SELECTED EXCERPT:
■ ■ ■
In defense of the Mommy Headphones.

In recent years, I've taken quite a lot of criticism from my family for always having my ear buds in my ears.  And it's pretty much true.  They are in quite a lot of the time.  It's not that I disagree with the concept of "don't always be plugged in."  On the contrary, I set all kinds of time/usage rules regarding media of all sorts with my kids.  Over the last decade or so, our culture and society has been adjusting to a new factor of human life -- the electronic factor.  We can, if so inclined and allowed, live a completely virtual life.  Conversations, relationships, activities, can ALL be lived and accomplished without the benefit of actual human interaction.  This is not a good thing.  This is not to say our technological age is inherently evil, we all enjoy too many huge benefits from our iWorld to say that.  But there are some very real dangers, which have been and are continuing to be examined and discovered.  It comes down to this: humans need real interaction and society needs humans who are capable of human interaction.  The virtual world can destroy this in so many ways the original internet and computer programmers and engineers never realized.  Fortunately, we are recognizing this and society is working to fix this, ironically often using the very medium that creates the problem -- social networking and internet information.  More conversation creates more action.  We can use our electronic technologies to our benefit if we conscientiously avoid the dangers.  However.

This is NOT what Mommy headphones are about.  Let's get that straight right now.

Mommy headphones are not about an inability to understand and function in the real world.  They are a tool needed by mommies because of an OVERABUNDANCE of the real world.  A very, very real, graphic, smelly, loud, repetitive, whiny world.  Thus I present to you, my three arguments why the Mommy headphones ain't leaving my ears anytime soon.

1.  I don't want to listen to you.  

As in:

He's hogging the tv/computer/xbox!
Why can't we get a dog?!
I've just eaten three pizzas and I'm still hungry!
I forgot to wash my uniform after the last meet and it's been sitting wet in my duffle bag for 4 days!
He's sitting in my spot!
I need to take a dump!
Wow I just took the mother of all dumps!
Nobody told me I had to actually turn my homework in!
You just make us do chores to torture us!
I'm not taking out the trash, it's gross!
He made me mad so I HAD to hit him!
Why can't I watch (TV-MA show), it's hilarious?!
He's gross!
EVERYBODY else gets to _______, why can't I?!
It's his fault!
I'm too tired to load the dishwasher! (But not too tired to eat . . .)
He's an idiot for thinking _____ Xman is a more powerful mutant than ____ Xman so I punched him!
Showers are for chumps!
I'm working on my Man Smell!
Hey, I just farted again!! And again!!
Why can't I wear the same underwear all week?!

Really.  I don't want to listen to you or any of it.  Hence the earbuds.  However, if you'd like to converse like a normal human instead of a rabid monkey, I'm ready and willing to listen at any moment, day or night.  Lots of real teen conversation (the ones you really need to have) happen in the wee hours and I will always wake up for those.  But when the conversation starts to go rancid, the headphones are coming out.

2.  I will not stick to this chore without distraction.
■ ■ ■
RECORD EXTRACTS:

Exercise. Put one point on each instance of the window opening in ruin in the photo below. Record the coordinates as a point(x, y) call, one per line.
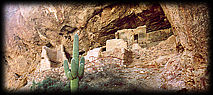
point(136, 38)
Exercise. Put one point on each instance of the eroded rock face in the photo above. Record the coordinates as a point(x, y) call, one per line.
point(28, 27)
point(190, 23)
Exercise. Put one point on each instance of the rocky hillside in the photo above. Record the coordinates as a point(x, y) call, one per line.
point(29, 27)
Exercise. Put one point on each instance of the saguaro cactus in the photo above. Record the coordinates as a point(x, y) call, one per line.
point(76, 72)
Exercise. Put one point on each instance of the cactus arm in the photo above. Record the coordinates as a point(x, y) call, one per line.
point(67, 70)
point(76, 49)
point(74, 85)
point(81, 68)
point(74, 68)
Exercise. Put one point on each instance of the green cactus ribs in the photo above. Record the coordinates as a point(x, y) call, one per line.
point(76, 72)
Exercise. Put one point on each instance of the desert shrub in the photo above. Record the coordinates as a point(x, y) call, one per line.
point(50, 84)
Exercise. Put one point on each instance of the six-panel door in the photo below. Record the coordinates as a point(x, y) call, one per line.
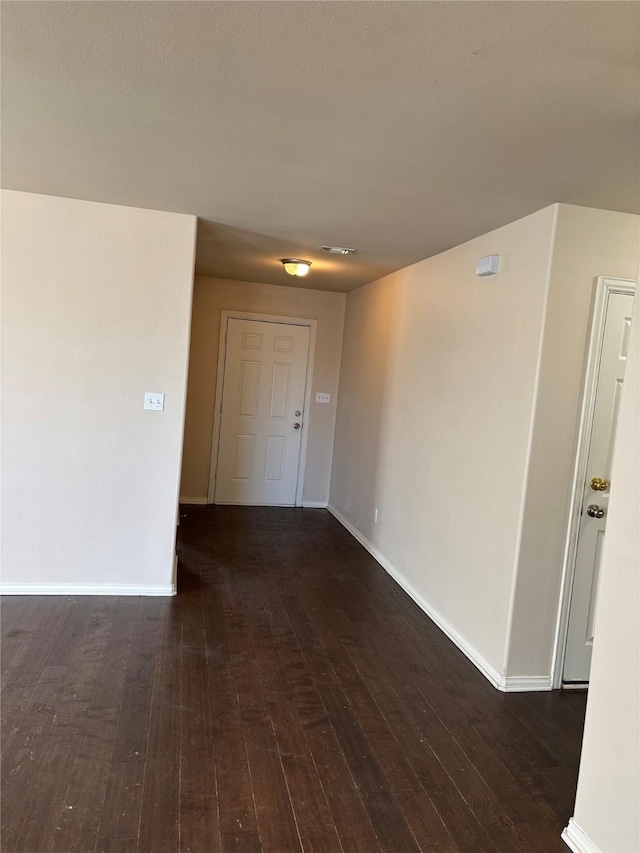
point(262, 415)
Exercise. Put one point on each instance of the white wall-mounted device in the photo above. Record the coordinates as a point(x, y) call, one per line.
point(154, 401)
point(488, 265)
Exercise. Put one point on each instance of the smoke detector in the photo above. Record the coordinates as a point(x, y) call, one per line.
point(336, 250)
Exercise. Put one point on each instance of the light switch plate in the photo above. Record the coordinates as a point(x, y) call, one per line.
point(154, 401)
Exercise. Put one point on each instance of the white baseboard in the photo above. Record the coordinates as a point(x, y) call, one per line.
point(577, 839)
point(507, 684)
point(87, 589)
point(526, 683)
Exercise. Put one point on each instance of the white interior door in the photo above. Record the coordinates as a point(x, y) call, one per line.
point(595, 491)
point(262, 414)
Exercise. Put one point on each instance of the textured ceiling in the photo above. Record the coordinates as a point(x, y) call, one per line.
point(397, 128)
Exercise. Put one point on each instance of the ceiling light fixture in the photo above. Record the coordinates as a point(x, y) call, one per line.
point(294, 266)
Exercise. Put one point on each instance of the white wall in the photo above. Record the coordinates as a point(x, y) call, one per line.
point(458, 416)
point(434, 423)
point(95, 311)
point(607, 807)
point(211, 296)
point(588, 243)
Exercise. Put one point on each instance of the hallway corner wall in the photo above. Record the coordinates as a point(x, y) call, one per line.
point(213, 295)
point(437, 392)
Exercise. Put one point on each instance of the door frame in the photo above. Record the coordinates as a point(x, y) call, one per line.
point(225, 316)
point(605, 286)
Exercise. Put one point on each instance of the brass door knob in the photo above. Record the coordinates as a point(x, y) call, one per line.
point(595, 511)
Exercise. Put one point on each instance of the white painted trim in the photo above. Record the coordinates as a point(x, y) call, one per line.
point(577, 839)
point(526, 683)
point(225, 316)
point(510, 684)
point(604, 287)
point(87, 589)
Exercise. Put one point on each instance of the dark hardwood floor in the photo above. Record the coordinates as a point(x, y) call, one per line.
point(291, 697)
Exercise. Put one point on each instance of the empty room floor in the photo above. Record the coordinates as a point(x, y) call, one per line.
point(290, 697)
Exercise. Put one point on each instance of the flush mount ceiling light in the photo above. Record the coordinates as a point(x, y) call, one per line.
point(336, 250)
point(294, 266)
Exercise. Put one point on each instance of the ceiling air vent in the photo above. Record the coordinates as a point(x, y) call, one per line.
point(336, 250)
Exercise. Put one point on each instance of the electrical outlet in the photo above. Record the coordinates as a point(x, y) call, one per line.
point(154, 401)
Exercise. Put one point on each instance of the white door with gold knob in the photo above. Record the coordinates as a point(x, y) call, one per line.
point(262, 413)
point(612, 357)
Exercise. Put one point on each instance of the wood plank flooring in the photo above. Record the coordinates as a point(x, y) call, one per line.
point(290, 698)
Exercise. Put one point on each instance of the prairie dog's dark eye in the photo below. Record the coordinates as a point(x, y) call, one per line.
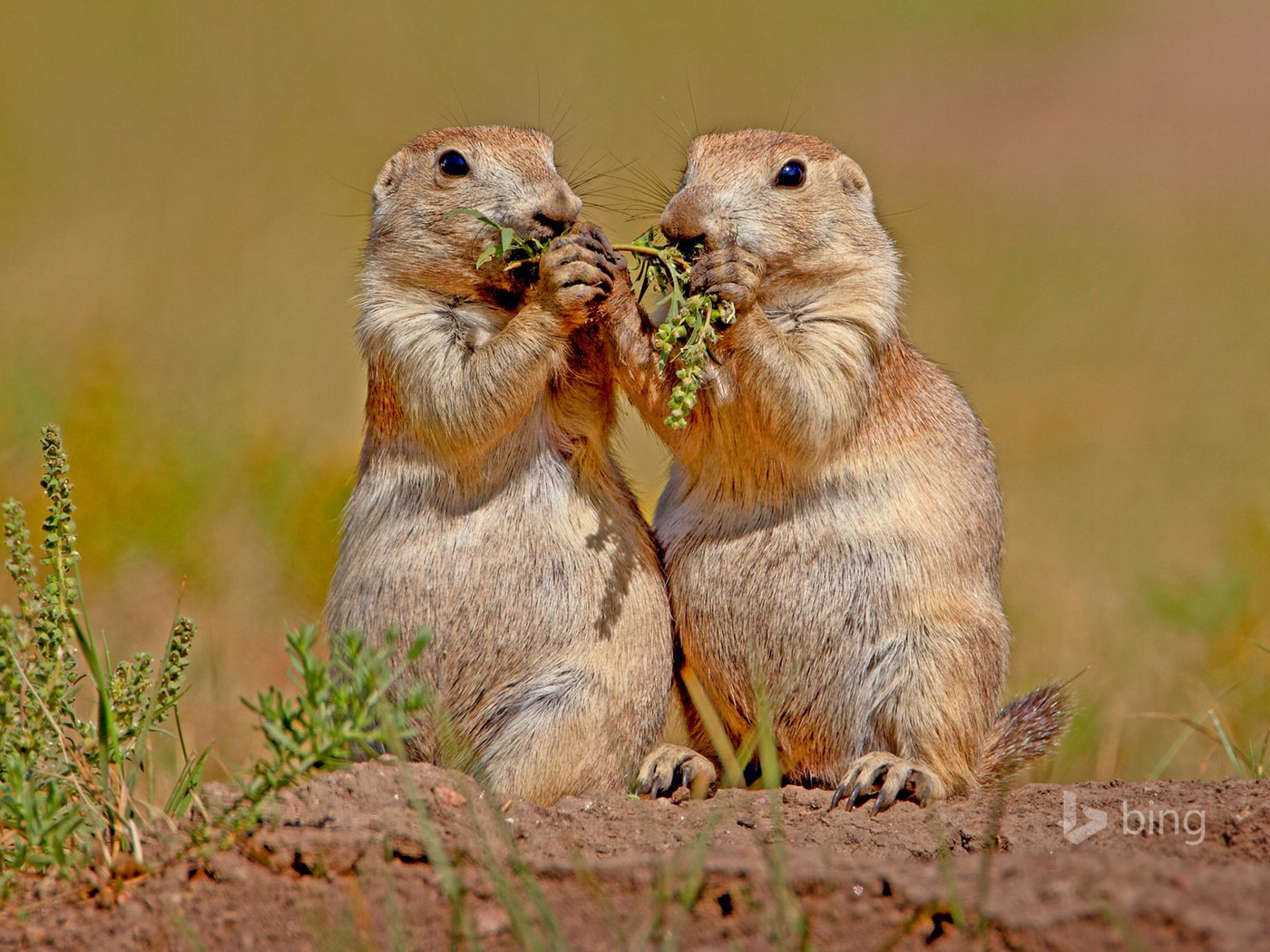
point(453, 164)
point(791, 174)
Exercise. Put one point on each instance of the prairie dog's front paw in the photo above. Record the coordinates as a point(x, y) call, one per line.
point(891, 777)
point(730, 273)
point(670, 767)
point(577, 273)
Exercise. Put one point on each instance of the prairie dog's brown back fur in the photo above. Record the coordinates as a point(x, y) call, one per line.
point(486, 505)
point(832, 524)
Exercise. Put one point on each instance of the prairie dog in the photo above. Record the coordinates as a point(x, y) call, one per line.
point(832, 524)
point(486, 505)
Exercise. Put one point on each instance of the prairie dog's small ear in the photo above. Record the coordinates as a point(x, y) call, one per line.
point(854, 178)
point(390, 177)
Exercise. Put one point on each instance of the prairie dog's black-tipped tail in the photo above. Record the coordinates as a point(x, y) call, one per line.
point(1025, 729)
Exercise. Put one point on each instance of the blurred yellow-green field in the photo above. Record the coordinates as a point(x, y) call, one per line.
point(1080, 190)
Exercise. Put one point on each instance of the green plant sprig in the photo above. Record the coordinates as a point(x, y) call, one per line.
point(691, 323)
point(511, 249)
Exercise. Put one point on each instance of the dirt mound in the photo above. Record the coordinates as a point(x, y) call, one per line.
point(345, 863)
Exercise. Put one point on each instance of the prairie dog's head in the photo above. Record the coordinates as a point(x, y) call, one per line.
point(505, 173)
point(796, 200)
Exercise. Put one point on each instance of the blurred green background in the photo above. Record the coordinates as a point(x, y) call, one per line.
point(1080, 190)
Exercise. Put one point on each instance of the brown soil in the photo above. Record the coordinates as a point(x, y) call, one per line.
point(345, 865)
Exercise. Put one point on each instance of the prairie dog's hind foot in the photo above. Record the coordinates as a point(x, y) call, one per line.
point(670, 767)
point(891, 777)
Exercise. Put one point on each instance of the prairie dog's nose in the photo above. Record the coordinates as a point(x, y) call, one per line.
point(685, 219)
point(558, 209)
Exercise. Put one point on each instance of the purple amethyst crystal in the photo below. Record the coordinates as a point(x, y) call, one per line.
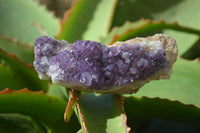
point(97, 66)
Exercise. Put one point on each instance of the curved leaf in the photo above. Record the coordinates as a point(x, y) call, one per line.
point(102, 113)
point(87, 19)
point(18, 30)
point(182, 11)
point(47, 109)
point(10, 79)
point(17, 18)
point(21, 50)
point(19, 123)
point(131, 30)
point(183, 85)
point(148, 108)
point(29, 76)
■ ■ ■
WORK TO COMPLETE:
- a) In the headphones post, what does the writer say mommies need the headphones because of?
- b) Explain, using the headphones post, why the writer will always wake up for late-night talks with the kids.

RESPONSES FOR EACH TASK:
- a) An overabundance of the real world.

- b) Many real teen conversations, the ones that really need to happen, take place in the wee hours. For that reason the writer will always wake up for them.